SUPPLIED RECORDS.
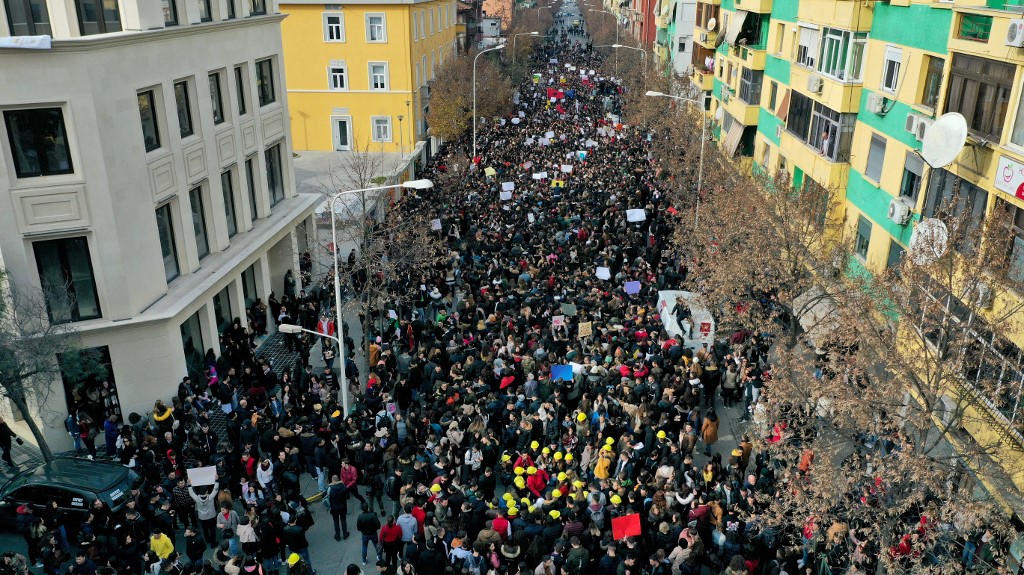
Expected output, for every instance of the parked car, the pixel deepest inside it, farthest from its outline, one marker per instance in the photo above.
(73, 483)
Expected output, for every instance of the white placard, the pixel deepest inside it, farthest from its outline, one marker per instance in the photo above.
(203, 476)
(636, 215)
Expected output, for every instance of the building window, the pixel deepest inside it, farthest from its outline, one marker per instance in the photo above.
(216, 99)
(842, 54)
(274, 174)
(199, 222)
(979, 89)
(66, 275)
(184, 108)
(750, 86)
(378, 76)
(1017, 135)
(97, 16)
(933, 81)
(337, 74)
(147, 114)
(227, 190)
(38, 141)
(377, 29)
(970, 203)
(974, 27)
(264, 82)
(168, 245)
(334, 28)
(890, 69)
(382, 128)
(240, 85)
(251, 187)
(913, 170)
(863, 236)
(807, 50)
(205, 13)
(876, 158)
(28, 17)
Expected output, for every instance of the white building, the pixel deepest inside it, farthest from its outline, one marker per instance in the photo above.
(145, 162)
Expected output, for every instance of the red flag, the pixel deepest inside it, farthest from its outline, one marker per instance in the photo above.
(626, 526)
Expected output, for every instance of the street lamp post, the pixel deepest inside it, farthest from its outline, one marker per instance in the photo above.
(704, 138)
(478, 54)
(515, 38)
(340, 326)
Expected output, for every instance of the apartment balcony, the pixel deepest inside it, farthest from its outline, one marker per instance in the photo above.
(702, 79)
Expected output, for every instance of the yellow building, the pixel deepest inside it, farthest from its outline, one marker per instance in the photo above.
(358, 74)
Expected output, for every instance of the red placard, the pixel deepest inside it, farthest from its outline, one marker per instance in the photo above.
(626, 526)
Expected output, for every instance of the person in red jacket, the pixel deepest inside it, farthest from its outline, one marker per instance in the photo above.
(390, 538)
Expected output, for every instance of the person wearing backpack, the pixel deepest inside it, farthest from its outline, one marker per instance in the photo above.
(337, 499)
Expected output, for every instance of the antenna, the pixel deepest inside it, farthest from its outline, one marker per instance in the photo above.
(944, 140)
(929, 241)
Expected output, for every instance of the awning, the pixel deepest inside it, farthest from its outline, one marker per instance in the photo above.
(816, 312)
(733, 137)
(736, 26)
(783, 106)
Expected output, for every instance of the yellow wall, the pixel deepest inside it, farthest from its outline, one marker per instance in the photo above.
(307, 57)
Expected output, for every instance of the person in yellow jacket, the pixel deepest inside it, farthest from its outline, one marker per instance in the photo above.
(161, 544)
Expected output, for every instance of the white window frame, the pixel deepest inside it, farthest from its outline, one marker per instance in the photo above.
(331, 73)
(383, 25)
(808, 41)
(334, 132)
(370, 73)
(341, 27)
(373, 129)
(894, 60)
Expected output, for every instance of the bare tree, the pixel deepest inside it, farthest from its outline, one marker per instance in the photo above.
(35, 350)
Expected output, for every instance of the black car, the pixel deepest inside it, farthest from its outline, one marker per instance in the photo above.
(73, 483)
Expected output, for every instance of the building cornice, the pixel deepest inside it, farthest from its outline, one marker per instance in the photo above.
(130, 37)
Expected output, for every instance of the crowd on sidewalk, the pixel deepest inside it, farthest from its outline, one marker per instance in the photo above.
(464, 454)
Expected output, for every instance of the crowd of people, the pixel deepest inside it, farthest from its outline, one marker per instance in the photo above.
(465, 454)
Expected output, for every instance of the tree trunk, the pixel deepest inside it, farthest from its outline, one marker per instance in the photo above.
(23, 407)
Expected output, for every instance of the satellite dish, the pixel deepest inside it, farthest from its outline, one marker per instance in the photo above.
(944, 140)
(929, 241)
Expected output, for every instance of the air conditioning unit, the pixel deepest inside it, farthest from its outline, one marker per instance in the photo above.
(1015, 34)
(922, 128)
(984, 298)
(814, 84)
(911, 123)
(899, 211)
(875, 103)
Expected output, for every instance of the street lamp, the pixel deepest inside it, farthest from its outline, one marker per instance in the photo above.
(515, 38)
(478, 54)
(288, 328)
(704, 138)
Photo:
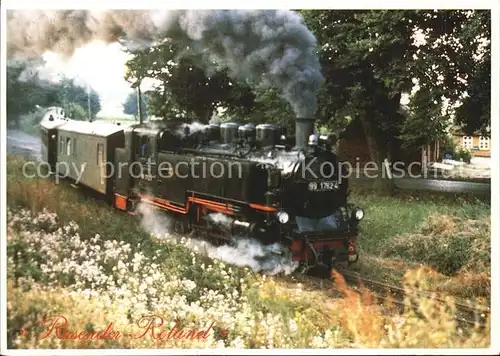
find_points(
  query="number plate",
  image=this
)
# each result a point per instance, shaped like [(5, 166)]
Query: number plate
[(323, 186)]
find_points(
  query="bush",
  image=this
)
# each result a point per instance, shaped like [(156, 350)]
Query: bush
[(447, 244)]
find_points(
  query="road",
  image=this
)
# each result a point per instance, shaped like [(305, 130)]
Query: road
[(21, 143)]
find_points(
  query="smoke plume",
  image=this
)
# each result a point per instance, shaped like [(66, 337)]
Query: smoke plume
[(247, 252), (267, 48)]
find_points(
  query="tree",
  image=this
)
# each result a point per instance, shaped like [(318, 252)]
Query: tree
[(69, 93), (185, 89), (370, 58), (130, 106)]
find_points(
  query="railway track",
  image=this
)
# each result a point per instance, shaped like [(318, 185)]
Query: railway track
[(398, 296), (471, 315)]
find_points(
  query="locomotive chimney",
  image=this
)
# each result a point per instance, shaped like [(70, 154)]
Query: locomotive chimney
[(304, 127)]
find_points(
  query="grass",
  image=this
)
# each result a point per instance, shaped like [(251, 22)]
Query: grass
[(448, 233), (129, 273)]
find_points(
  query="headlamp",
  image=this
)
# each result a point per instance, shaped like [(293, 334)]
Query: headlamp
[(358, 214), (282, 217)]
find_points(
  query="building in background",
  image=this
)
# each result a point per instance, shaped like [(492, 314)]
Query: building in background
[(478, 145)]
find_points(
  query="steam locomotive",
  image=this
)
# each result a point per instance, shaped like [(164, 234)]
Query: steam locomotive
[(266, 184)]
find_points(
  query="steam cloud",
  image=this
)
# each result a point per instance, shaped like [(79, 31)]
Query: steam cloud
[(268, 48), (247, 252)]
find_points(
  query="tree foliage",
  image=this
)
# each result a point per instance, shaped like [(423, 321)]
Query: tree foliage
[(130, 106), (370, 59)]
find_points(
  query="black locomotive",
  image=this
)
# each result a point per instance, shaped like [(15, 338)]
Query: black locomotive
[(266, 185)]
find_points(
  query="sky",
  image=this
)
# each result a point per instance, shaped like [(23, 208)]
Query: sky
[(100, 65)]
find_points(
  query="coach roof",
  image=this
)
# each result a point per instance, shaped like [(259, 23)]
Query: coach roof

DIRECTIONS FOR THIS TASK. Give back the material above exactly, with each picture removed.

TASK SOLUTION.
Expected output, for every instance of the parked car, the pixel deepest inside it, farthest from its outline, one marker per instance in the photo above.
(73, 483)
Expected output, for every instance of the white placard, the pixel deepest inside it, farthest from its outline, one marker per instance in the photo above.
(203, 476)
(636, 215)
Expected output, for every instance of the building window, the pixel deepest inside it, farthest from its outline, one marker per instance in the photo above.
(216, 99)
(842, 54)
(274, 174)
(199, 222)
(979, 89)
(66, 275)
(184, 108)
(750, 86)
(378, 76)
(1017, 135)
(97, 16)
(933, 81)
(337, 74)
(147, 114)
(227, 190)
(38, 141)
(377, 29)
(970, 203)
(974, 27)
(264, 82)
(168, 245)
(334, 28)
(890, 69)
(382, 128)
(240, 85)
(251, 187)
(913, 170)
(863, 236)
(807, 50)
(205, 13)
(876, 158)
(28, 17)
Expected output, for every instance of the white building, the pixel deepest inside it, farthest from its outline, one marker per instance in the photo above.
(145, 162)
Expected output, for every instance of the red flag, the pixel deepest inside it, farthest from its outline, one marker per instance in the photo above.
(626, 526)
Expected output, for every instance of the street lamp post, the pixel deepest inside it, farthest from its outline, one marker per instance in the photo above.
(704, 138)
(478, 54)
(515, 38)
(340, 326)
Expected output, for every instance of the apartment balcony, the pixel deepest inside it, farthest from its outline, one marker per instance in the photo above.
(702, 79)
Expected output, for every instance of the yellow building, the pixel deepest inside it, farthest from its outline, one marker per instance in the photo above.
(358, 74)
Expected output, for every instance of the red placard, the pixel deepest inside it, farthest from its outline, one marker per instance in the photo above.
(626, 526)
Expected output, for every instance of the person in red jacket, the pixel deepest inside it, farthest from its outline, one marker per instance in the photo above.
(390, 538)
Expected output, for every instance of the person wearing backpack, the pixel deepest inside it, farthest from its outline, one marker per instance in the photo above.
(337, 499)
Expected output, for every instance of the antenna, the pixel deepest inside it, farthest from its outline, one marker per instance in the photo above.
(944, 140)
(929, 241)
Expected output, for every instance of the awning, the pixel deepest inside it, farthest from its outline, one marker per instance in the photo above.
(816, 312)
(733, 137)
(736, 26)
(783, 106)
Expected output, for every instance of the yellow wall, the pixel deepest inside it, farthest from its outline, one marker per instance in the photo above.
(307, 57)
Expected output, for every instance of the person in yellow jacket, the pixel deepest inside it, farthest from its outline, one marker per instance in the photo above.
(161, 544)
Expected output, for every instance of the white window frame, the pixel deepest inside it, farthest from its outline, one marker per instance in the photo above.
(331, 73)
(383, 25)
(808, 41)
(334, 132)
(370, 73)
(341, 27)
(373, 129)
(894, 60)
Expected output, for every instance of the bare tree, the pixel deepest inside it, farthest from its outline, one marker per instance in the photo above.
(35, 350)
Expected output, for every instance of the black car, the pixel deepest inside it, farthest from its outline, one marker per instance in the photo above.
(73, 483)
Expected output, for every instance of the building cornice, the pixel deepest inside it, farthest from its outline, one marker per instance in the photo above.
(130, 37)
Expected output, for every instance of the crowd on sidewalk, the pixel deepest inside it, farthest from its outline, one marker per instance in the photo above.
(464, 454)
Expected output, for every instance of the crowd of people, the pixel deepest inside it, farthest from its outline, one marker per instance in the photo above.
(465, 454)
Expected output, for every instance of the tree trunk, the pixel deepest inside it, farthest from its outline, one marker per instance in the photo above.
(23, 407)
Expected output, for every instance of the satellite dish, the pixel deepest inside it, farthest from its outline, one marker per instance in the photo above.
(944, 140)
(929, 241)
Expected output, for every instance of the air conditioning unit, the pixel deepest inside it, farthest from its outline, one marker per instance in the photo above.
(1015, 34)
(922, 128)
(984, 298)
(814, 84)
(911, 123)
(899, 211)
(875, 103)
Expected output, for every instance of the street lamp, the pixel deepest inside it, farthest from its outline, one marker per instance in the photo above.
(515, 38)
(478, 54)
(288, 328)
(704, 138)
Photo:
find_points(
  query="number plate",
  image=this
)
# each result a point per instance, shaped like [(5, 166)]
Query: number plate
[(323, 186)]
find_points(
  query="bush",
  image=this
)
# each result a point per instance, shaped like [(156, 350)]
Query: bush
[(447, 244)]
find_points(
  query="road",
  image=this
)
# each result a point per instance, shaped like [(305, 130)]
Query: road
[(21, 143)]
find_points(
  query="smoke plume",
  image=this
)
# each result a point per instance, shaped like [(66, 337)]
Query: smoke plume
[(247, 252), (267, 48)]
find_points(
  query="tree",
  image=this
)
# each result a point per instance, shaped like [(318, 252)]
Query: tree
[(69, 93), (185, 89), (370, 58), (130, 106)]
find_points(
  query="railway track",
  image=this
)
# each result a point per instance, shaped like [(318, 185)]
Query: railway track
[(398, 296), (471, 315)]
find_points(
  query="locomotive chimney",
  image=this
)
# each result a point per instance, shaped like [(70, 154)]
Query: locomotive chimney
[(304, 127)]
find_points(
  query="grass",
  image=this
)
# each result a point per instance, shaped like [(251, 22)]
Query: grass
[(448, 233), (129, 273)]
find_points(
  query="headlamp",
  image=this
)
# each result a point per instance, shaped like [(293, 334)]
Query: headlamp
[(358, 214), (282, 217)]
find_points(
  query="building in background",
  image=this
)
# each result a point per instance, shaped like [(492, 314)]
Query: building in background
[(478, 145)]
find_points(
  query="steam locomotive",
  image=this
)
# each result a point per instance, shaped like [(164, 234)]
Query: steam locomotive
[(266, 184)]
find_points(
  query="steam cloud",
  image=this
)
# each result a point per instance, shaped like [(79, 31)]
Query: steam cloud
[(268, 48), (247, 252)]
find_points(
  query="tree foliage",
  image=this
)
# each result a point per instance, shaped like [(423, 321)]
Query: tree foliage
[(130, 106), (370, 59)]
find_points(
  query="black locomotive",
  image=this
)
# each result a point per instance, shaped like [(15, 338)]
Query: black locomotive
[(266, 185)]
find_points(
  query="sky",
  image=this
)
# each result a point per instance, shaped like [(23, 208)]
Query: sky
[(100, 65)]
find_points(
  query="coach roof",
  image=this
)
# each result a point per instance, shaped like [(259, 23)]
Query: coach roof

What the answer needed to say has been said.